Copy the listing from the line with "Target: side mirror" through the end of the listing, changing "beige" to "tan" and leaving everything else as it is.
══════════
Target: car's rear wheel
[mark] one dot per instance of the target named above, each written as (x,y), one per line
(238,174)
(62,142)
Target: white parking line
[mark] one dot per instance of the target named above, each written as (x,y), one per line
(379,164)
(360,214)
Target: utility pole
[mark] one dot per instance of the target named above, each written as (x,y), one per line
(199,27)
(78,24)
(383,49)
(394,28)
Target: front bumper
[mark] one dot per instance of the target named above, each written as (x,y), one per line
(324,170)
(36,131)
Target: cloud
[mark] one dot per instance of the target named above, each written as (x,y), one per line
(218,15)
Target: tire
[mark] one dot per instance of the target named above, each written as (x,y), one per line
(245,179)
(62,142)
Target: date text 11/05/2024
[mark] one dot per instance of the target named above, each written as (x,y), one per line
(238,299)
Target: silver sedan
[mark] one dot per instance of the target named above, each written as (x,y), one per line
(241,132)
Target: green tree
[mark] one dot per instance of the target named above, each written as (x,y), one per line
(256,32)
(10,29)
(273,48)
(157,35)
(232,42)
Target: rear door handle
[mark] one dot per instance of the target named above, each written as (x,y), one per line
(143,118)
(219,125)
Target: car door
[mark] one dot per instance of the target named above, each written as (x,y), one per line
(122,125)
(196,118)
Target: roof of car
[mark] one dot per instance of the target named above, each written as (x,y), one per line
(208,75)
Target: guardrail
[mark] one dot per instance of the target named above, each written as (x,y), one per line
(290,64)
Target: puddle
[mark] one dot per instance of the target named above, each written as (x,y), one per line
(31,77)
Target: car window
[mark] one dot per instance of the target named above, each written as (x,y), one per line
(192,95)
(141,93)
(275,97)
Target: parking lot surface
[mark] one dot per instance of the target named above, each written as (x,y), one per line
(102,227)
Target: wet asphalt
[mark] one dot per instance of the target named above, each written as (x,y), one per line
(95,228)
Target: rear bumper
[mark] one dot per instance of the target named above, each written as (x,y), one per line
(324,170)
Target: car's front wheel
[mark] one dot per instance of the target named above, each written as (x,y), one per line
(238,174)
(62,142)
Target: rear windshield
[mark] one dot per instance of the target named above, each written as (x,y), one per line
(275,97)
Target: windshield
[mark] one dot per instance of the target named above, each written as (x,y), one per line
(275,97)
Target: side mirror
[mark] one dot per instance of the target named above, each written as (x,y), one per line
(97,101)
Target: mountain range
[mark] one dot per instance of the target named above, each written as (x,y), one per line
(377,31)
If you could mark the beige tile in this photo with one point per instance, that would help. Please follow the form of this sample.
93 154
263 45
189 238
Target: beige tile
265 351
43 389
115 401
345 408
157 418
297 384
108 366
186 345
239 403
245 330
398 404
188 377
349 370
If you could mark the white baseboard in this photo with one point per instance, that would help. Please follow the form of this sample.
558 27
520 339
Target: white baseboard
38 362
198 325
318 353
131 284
══════════
* **Final result**:
Target: side mirror
[mark] one dot per instance of the target named above, each written as (x,y), one per line
(97,101)
Target: mountain range
[mark] one dot per instance of the target named above, each written as (x,y), one per line
(377,31)
If you could mark the tan tile in this photo with one point per instance, that would help. Please follow the form of this sample.
93 154
263 45
189 238
Target: tan tile
265 351
43 389
115 401
345 408
157 418
297 384
108 366
186 345
239 403
245 330
398 404
188 377
349 370
If you could mark the white baseboard in this photo with one point per instance, that would help. Please follow the form of this sample.
558 27
520 339
Target: white baseboard
38 362
198 325
318 353
131 284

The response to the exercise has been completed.